* _READING TEXT_
I’ve Been Good To Me, 2015.
Mixed media.
60 x 50 inches (framed).
Courtesy of Alva Greenberg.

Brooklyn-based Mickalene Thomas is best known for her large-scale paintings and collages that combine rhinestones, enamels, acrylics and patterned textures to explore themes of African American female identity, sexuality and desire. These historically aware constructions recall Afrocentric and Blaxploitation imagery of the 1960’s and 1970’s, playing upon characters like “Foxy Brown,” while betraying a deep knowledge of portrait traditions throughout art history. Collage allows for elements of fantasy to enter into her compositions, like the white cougar ceramic tchotchke in the center left of the composition, a coded sexual reference combined with leopard and animal prints familiar to work by Thomas.

* _WORK TO BE COMPLETED_
Continue the passage on Mickalene Thomas's mixed media work from its final sentence.

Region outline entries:
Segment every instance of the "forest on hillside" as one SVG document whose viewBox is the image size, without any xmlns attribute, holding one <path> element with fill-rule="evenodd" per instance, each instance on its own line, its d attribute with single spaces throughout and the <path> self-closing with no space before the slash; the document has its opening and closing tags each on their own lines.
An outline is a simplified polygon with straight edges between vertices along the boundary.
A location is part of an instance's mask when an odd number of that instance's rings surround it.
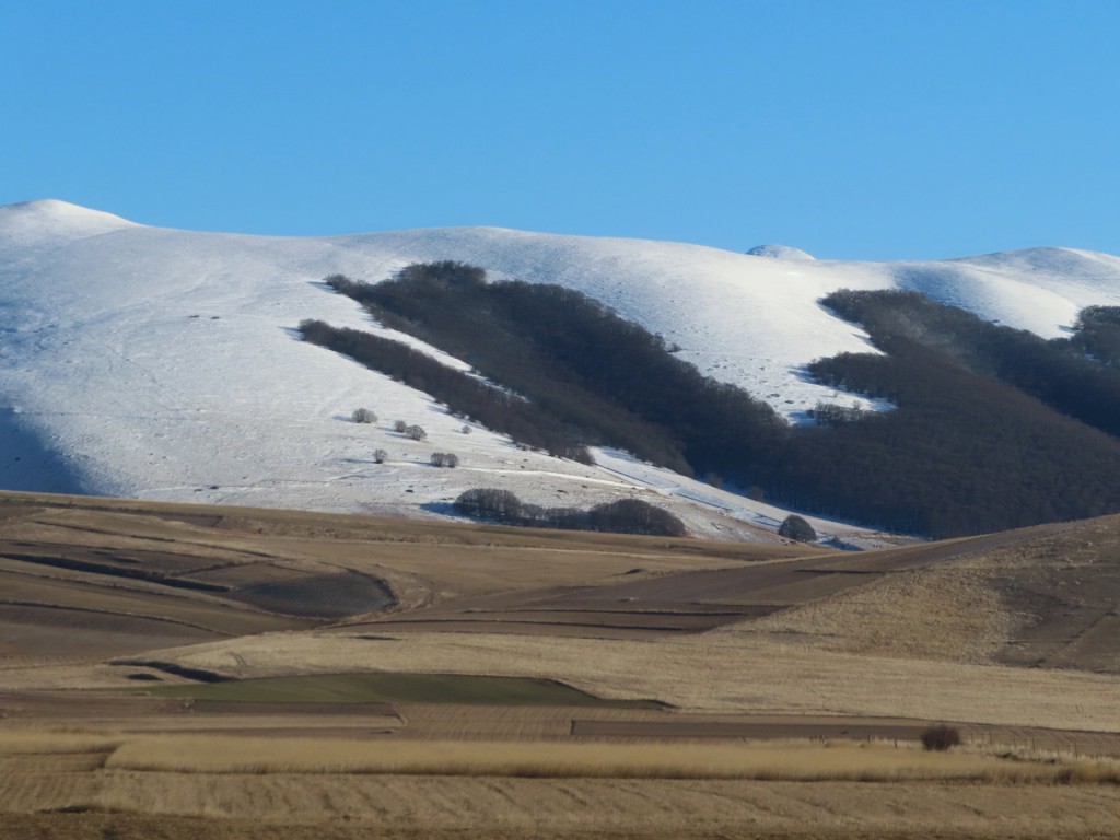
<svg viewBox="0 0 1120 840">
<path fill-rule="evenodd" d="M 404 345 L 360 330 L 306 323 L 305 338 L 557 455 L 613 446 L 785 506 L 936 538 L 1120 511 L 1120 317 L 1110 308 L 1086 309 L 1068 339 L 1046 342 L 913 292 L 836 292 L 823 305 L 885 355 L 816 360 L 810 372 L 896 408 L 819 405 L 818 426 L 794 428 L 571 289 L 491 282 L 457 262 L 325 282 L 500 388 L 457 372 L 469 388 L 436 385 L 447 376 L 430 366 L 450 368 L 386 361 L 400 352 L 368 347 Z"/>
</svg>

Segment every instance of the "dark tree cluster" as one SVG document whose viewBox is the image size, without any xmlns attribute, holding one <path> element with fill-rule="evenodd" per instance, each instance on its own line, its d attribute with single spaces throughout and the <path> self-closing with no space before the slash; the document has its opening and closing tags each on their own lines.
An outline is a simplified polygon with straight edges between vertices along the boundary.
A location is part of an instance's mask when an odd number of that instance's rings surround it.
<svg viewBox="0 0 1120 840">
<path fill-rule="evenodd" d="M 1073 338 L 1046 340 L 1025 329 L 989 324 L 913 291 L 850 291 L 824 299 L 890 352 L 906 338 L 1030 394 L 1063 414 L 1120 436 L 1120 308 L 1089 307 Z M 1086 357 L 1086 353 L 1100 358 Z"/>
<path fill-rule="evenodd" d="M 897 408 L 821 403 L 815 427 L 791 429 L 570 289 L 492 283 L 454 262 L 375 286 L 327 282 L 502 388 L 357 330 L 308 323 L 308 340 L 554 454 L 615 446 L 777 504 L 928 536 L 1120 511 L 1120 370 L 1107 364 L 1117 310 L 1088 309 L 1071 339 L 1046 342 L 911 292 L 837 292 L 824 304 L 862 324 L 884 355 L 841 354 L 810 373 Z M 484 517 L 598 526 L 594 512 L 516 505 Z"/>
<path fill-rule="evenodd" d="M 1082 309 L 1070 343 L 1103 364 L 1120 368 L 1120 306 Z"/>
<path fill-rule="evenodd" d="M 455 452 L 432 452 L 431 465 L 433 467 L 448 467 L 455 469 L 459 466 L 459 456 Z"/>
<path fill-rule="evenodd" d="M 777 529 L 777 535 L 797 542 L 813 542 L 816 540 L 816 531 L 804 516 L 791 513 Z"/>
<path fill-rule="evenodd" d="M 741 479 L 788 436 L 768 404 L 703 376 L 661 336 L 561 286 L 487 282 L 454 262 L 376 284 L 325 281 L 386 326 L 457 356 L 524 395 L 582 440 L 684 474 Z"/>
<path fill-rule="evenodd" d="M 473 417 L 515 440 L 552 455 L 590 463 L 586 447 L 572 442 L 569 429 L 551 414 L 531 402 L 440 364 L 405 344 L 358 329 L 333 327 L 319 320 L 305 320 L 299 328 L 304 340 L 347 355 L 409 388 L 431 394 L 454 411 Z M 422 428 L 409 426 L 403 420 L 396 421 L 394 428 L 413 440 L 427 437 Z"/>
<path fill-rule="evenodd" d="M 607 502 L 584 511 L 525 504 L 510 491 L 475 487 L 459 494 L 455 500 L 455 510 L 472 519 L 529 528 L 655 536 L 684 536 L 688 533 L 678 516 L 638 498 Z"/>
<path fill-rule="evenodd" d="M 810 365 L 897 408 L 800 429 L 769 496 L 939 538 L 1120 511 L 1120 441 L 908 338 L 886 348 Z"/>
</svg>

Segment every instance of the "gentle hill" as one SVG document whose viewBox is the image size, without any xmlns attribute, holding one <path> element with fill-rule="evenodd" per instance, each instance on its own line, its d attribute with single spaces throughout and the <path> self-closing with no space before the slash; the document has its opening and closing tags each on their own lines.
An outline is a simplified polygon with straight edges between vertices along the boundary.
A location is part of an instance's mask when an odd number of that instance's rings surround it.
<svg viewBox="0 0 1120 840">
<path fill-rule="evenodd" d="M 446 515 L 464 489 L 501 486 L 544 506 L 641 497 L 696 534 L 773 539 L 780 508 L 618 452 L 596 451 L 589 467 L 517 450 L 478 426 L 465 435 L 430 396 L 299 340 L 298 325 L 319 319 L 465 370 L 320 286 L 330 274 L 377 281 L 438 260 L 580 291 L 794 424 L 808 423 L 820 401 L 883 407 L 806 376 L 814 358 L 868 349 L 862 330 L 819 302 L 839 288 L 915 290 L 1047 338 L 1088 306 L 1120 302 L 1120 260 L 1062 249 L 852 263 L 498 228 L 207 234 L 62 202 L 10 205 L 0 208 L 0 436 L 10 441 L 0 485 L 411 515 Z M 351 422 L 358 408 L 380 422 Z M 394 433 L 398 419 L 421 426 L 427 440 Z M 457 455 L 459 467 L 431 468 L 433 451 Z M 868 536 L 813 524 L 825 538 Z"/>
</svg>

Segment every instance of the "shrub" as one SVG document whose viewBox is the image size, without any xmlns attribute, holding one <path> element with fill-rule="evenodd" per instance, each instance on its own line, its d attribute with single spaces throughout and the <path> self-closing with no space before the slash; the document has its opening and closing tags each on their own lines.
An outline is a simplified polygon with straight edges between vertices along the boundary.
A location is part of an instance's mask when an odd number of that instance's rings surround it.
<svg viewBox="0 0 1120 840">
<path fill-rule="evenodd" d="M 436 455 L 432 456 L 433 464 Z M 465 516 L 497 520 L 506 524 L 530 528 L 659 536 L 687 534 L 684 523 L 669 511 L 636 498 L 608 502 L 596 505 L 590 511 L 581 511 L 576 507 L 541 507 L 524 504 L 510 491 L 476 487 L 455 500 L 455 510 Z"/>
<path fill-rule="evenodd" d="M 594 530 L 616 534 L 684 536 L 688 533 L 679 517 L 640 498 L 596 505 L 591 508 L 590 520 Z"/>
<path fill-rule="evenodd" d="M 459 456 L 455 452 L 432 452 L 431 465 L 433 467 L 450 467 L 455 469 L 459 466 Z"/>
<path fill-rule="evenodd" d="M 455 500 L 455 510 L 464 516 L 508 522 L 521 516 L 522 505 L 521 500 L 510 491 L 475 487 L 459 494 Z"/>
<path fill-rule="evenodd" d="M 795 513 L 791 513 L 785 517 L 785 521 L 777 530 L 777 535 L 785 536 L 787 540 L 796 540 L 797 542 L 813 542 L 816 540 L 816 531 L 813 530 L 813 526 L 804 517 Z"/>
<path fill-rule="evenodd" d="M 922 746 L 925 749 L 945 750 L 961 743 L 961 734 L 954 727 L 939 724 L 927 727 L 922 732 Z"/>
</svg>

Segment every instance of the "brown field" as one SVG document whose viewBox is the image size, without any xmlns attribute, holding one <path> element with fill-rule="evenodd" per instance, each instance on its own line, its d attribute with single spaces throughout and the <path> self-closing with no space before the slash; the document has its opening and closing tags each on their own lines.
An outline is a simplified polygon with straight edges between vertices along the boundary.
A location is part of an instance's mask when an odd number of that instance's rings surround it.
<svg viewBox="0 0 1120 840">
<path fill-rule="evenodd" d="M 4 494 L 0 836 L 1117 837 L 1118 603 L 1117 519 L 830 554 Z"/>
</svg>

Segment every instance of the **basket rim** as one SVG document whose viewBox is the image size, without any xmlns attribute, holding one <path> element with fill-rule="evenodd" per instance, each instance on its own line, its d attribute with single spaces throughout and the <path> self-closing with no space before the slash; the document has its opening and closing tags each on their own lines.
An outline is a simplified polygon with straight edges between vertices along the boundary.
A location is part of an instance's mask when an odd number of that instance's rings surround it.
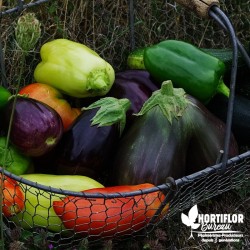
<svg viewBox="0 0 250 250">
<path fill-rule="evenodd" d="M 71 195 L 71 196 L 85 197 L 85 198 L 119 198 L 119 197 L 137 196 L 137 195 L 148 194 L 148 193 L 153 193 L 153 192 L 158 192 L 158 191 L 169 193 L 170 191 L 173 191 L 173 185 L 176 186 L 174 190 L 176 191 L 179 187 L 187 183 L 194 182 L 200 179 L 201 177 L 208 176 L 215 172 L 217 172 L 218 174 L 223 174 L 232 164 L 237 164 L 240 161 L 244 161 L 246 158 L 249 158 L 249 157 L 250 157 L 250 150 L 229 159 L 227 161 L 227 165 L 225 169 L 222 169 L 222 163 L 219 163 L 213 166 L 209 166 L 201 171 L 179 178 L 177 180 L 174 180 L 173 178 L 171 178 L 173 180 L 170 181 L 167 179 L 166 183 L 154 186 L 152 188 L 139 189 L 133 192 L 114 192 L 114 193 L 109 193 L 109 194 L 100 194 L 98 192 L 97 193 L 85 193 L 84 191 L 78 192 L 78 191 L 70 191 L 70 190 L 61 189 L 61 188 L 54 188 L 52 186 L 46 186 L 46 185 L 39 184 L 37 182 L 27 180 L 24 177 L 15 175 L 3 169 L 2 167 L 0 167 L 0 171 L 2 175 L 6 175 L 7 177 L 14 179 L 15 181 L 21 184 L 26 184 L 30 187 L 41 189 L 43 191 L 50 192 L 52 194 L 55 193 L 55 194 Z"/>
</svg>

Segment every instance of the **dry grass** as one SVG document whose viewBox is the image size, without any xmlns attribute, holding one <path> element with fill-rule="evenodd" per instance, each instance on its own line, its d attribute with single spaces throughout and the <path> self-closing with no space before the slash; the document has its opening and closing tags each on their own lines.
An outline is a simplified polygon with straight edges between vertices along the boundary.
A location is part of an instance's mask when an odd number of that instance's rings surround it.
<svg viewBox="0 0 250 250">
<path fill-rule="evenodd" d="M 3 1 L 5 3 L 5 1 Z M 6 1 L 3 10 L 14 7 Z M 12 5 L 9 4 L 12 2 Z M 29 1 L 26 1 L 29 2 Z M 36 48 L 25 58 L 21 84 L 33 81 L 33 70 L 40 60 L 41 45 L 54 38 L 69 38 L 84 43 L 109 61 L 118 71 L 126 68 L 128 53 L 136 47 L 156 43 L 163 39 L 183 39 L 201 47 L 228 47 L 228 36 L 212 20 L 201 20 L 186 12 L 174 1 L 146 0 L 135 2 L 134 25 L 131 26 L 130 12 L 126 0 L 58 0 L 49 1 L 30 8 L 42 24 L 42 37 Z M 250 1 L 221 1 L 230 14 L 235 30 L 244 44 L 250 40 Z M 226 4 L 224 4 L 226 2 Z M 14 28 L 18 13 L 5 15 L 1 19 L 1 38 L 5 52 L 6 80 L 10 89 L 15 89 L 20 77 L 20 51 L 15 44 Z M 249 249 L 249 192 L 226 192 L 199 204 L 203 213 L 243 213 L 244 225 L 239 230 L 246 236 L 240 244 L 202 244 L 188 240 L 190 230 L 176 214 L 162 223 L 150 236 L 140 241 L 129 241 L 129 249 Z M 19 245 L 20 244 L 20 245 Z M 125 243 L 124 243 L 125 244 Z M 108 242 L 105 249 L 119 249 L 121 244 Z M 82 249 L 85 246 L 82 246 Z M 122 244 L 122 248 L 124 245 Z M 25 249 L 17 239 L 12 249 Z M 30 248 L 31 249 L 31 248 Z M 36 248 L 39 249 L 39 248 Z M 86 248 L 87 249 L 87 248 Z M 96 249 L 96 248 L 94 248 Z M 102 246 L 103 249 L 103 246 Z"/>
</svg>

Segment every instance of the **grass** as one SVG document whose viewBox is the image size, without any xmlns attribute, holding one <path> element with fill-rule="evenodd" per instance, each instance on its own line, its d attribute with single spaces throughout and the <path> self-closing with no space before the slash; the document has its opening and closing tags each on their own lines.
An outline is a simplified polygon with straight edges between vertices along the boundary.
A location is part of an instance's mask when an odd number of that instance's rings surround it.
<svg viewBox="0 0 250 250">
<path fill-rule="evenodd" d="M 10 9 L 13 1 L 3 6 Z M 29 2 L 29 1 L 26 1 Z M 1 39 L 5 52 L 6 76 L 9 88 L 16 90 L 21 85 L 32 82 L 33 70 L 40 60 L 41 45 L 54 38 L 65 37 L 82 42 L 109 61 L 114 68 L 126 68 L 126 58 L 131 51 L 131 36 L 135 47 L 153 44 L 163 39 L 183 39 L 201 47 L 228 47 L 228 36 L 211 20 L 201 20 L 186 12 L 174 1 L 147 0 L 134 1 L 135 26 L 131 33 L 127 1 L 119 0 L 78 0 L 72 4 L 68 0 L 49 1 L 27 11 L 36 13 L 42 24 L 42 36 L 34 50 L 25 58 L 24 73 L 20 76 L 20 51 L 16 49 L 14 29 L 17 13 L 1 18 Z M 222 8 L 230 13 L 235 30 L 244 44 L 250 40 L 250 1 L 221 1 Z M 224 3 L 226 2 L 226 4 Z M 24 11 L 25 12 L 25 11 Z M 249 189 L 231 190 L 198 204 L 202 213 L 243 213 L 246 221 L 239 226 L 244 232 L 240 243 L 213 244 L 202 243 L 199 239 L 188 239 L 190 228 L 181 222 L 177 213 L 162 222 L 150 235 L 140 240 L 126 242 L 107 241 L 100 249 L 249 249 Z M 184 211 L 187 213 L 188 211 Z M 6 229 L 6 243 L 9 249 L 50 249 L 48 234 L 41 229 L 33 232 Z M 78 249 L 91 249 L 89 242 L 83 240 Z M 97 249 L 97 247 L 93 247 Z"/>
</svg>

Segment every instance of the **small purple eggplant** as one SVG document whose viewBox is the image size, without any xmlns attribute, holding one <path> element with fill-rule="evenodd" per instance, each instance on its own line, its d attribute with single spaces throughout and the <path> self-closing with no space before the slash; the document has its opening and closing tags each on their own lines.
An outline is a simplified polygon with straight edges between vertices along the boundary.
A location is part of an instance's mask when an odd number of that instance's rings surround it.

* _THE OUTPUT_
Drawing inspiration from the colorful patterns of Byzantine mosaics, the female portraits of Edouard Manet, and Romare Bearden’s collages, I’ve Been Good To Me, reorganizes the domestic interior space surrounding a central figure. Using the 1970’s floral patterning and costuming, the prints and graphics enframe the central figure, paradoxically re-defining her form while simultaneously pushing her surrounding space toward formal abstraction. The patterned dress begins to blend into the patterned sofa and other collaged visual textures. The back wall and negative spaces box the central figure in, creating a hyper-awareness that the scene is a fabricated collage.